--- Start of Quoted text ---

The court found that, with full knowledge of the breach, the appellant continued to accept the benefit of respondent’s performance and did not assert the breach as a ground for rescission of the contract until this action was instituted. Such conduct constituted a waiver of the right of rescission. See 5 Williston on Contracts (3d ed.) §§ 680, 684, 687, 688; 3 Black on Rescission and Cancellation (2d ed.) §§ 59.0, 605; 1 Restatement, Contracts § 309. See, also, Richardson v. Sears, 74 Wash. 499, 133 Pac. 1010 (1913); Fry v. Grangers’ Warehouse Co. of Enumclaw, 131 Wash. 497, 230 Pac. 423 (1924); Masters v. Hultin, 158 Wash. 204, 290 Pac. 690 (1930).

Based upon the court’s factual determinations and the law applicable thereto, the court did not err in refusing to dismiss the action at the close of respondent’s evidence.

Appellant next contends that

“The trial court erred in determination of damages allowed to Plaintiff by failing to charge against Plaintiff’s profits all costs of falling and bucking during the years 1958 and 1959.”

In determining the respondent’s measure of damages, the trial court used as its basis the profit of Sullivan’s operations. In this regard, the court said:

“In the final analysis, the cost of Sullivan’s operation for 1958 and 1959 attributable solely to falling and bucking the 12,888,800 board feet of timber (exclusive of culls) was $32,345 or $2.51 per thousand. His profit, based upon a gross income of $4 per thousand, would have been $1.49 per thousand for the falling and bucking of 12,888,800 board feet of merchantable timber. The net profit was $19,203.
“Plaintiffs were deprived of income in the amount of $19,203 by the Defendant’s breach of contract; however, during the same period of time Plaintiffs had obtained other employment in mitigation of their damages. It is agreed that they earned $11,923. This must be deducted from the total income of $19,203 for damages in the amount of $7,280.

“Plaintiffs are entitled to recover from Defendant $7,280.”

When one contracts to perform work for another and is prevented by him from performance, the measure of damages is the difference between the cost of performing the work by the party agreeing to do it, and the price agreed to be paid for it. Watson v. Gray’s Harbor Brick Co., 3 Wash. 283, 28 Pac. 527 (1891); Beeson Bros. v. Chambers, 155 Wash. 564, 572, 285 Pac. 433 (1930), and cases cited. See, also, Donald W. Lyle, Inc. v. Heidner & Co., 45 Wn. (2d) 806, 278 P. (2d) 650 (1954). The court committed reversible error when it used the gross income of Sullivan’s operation and deducted therefrom Sullivan’s cost in order to arrive at L. A. Log Company’s damages.

During the trial, respondent’s evidence established that in July, 1956, Brommer and L. A. Log Company entered into an oral agreement wherein Brommer agreed to pay respondent $4 per thousand board feet for falling and bucking such pulp or cull logs as he could dispose of profitably. Brommer found such a market and paid respondent for falling and bucking such logs in the years 1956 and 1957, except that the price was reduced, by mutual agreement, to $3 per thousand in May, 1957.

Appellant contended at the trial and on appeal that the extra payment for the cull or pulp logs was a gratuity on his part; that the respondent was obligated to fall all trees 12 inches in diameter and 15 feet tall and, by the terms of the contract, was to be paid therefor at the rate of $4 per thousand board feet for the timber’ delivered to Summit, and that the pulp logs were to be left in the forest.

--- End of Quoted text ---
--- Start of Data provided ---

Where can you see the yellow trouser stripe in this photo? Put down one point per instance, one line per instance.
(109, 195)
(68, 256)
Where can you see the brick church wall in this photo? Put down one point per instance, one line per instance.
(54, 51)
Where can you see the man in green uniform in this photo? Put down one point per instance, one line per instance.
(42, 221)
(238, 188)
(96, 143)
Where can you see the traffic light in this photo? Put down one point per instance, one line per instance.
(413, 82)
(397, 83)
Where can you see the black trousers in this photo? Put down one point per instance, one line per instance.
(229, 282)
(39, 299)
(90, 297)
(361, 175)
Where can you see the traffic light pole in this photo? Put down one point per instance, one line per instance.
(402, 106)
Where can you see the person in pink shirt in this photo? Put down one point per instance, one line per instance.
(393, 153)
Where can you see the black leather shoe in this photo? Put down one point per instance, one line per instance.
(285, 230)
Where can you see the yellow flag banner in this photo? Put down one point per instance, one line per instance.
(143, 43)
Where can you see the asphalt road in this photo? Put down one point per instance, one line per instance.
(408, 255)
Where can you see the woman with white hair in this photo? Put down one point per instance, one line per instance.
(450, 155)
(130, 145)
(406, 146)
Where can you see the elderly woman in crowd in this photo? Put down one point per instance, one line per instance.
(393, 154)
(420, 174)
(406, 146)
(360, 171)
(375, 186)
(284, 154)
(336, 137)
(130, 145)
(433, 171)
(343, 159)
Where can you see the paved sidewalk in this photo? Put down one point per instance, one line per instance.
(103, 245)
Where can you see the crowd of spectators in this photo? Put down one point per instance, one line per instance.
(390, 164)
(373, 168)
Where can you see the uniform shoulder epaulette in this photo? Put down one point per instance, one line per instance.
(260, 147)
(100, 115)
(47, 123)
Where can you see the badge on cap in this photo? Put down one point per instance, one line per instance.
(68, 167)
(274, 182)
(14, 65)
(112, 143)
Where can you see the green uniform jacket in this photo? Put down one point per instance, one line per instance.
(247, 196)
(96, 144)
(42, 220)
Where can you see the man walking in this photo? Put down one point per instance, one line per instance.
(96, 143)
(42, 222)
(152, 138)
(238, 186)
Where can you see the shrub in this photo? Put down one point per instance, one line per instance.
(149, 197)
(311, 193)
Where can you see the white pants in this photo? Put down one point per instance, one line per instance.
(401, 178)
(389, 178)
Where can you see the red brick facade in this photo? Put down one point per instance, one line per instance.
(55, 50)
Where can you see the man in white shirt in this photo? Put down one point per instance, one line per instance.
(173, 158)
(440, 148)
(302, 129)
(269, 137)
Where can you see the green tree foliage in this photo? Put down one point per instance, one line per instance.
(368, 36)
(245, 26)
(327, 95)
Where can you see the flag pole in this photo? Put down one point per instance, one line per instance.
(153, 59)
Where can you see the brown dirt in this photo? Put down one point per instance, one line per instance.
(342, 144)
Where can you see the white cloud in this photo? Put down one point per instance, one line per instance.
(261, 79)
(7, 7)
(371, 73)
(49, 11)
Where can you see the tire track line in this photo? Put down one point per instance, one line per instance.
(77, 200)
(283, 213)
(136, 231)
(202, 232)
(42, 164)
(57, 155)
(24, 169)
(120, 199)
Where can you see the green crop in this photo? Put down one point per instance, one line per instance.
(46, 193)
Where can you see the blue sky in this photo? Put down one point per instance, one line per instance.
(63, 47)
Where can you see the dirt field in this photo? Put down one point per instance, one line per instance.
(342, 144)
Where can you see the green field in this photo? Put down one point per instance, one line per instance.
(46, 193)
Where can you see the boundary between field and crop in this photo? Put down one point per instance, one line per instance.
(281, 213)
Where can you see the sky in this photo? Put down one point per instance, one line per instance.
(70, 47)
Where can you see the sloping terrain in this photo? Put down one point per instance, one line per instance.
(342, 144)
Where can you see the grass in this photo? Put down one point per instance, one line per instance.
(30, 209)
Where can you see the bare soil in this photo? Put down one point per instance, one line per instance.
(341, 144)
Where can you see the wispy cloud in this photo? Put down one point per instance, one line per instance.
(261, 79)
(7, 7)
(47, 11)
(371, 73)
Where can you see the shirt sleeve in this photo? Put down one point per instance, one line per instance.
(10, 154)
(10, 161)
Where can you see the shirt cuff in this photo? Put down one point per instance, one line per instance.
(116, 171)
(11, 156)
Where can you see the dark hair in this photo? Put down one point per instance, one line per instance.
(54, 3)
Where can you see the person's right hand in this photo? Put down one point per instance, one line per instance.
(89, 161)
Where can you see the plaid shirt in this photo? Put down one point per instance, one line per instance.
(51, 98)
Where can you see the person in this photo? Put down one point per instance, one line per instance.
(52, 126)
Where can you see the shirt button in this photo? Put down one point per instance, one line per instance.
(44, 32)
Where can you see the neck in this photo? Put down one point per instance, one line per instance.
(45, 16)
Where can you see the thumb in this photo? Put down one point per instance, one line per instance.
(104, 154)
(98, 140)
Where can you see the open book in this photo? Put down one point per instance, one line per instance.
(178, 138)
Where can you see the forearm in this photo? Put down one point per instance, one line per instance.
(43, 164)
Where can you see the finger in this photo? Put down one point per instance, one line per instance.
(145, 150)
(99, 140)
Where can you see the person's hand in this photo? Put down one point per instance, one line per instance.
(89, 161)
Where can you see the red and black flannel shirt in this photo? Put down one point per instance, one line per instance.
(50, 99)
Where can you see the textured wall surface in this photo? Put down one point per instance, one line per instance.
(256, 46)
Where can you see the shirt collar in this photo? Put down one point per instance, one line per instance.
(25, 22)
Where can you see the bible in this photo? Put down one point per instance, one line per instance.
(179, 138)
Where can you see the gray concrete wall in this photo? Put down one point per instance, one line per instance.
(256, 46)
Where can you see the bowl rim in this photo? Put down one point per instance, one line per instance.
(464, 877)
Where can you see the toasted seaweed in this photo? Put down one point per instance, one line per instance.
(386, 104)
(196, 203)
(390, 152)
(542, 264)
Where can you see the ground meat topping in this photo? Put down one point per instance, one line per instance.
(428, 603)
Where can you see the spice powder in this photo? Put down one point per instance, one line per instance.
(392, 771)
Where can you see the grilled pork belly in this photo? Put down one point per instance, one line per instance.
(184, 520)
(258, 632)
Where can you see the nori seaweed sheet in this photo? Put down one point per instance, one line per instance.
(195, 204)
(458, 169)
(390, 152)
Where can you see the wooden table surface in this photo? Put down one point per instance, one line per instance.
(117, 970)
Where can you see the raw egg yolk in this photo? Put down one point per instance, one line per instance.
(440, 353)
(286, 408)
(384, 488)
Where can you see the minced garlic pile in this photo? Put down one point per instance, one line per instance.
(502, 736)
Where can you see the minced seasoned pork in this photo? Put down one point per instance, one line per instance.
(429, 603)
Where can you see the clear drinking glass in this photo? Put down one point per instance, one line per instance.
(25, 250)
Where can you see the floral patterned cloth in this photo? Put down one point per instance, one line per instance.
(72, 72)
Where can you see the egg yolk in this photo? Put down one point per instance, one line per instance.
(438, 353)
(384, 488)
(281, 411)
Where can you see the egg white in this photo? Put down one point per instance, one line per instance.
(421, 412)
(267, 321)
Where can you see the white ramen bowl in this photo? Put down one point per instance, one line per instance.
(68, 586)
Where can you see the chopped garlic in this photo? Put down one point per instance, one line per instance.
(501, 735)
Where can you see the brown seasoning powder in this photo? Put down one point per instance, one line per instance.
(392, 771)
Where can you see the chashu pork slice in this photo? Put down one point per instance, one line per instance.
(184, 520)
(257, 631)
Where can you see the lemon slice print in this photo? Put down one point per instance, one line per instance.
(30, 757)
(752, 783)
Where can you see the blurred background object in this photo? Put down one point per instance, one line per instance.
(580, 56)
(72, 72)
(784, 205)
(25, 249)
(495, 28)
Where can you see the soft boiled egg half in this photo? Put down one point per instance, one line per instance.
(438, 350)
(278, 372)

--- End of Data provided ---

Work to do:
- A) Answer these questions from the court opinion:
(i) What net profit did the trial court calculate for Sullivan's falling and bucking operation?
(ii) How much did the plaintiffs earn from other employment in mitigation of their damages?
(iii) To what rate per thousand was the price for cull or pulp logs reduced in May, 1957?
- B) Extend the court opinion on the logging contract dispute by writing what comes after its final paragraph.
The material plays no part in this exercise.

Answers to the tasks:
- A)
(i) $19,203
(ii) $11,923
(iii) $3 per thousand

- B)
The trial court did not find that appellant’s contention in regard to a gratuity payment was established, for it deducted the percentage cost of falling and bucking the cull or pulp logs and allowed judgment against appellant accordingly.

We agree with the trial court’s conclusion that Brommer’s payment for falling and bucking the pulp logs was not a gratuity, but was based upon a valid consideration flowing to both parties. The consideration to respondent for the extra work involved was $4 and $3 per thousand board feet. One consideration flowing to the appellant was that he was obligated to fall and buck the trees, by virtue of his contract with Summit, at an estimated cost of $4.25 per thousand board feet, and that respondent performed this part of the obligation at a cost to Brommer of $4. Brommer’s contract with Summit provided that Summit did not want pulp logs delivered to its dumps, and that “Summit. Timber Company shall not be required to pay for any wood logs or cull logs included in the logs delivered.” There was nothing in the Summit contract which would prevent Brommer from selling the merchantable pulp logs to a pulp company, provided proper arrangements were made for stumpage. That such an arrangement was made is clear from the testimony of Ken Walin, for the reason that the pulp logs were removed from Summit’s property with its full knowledge and consent. Further, neither respondent nor appellant knew, at the time the written contract was executed, that the percentage of pulp logs would increase from 8 per cent of total production in 1956 to 42 per cent of total production in 1957, 36 per cent in 1958, and 31 per cent in 1959, or that the pulp logs could be profitably marketed.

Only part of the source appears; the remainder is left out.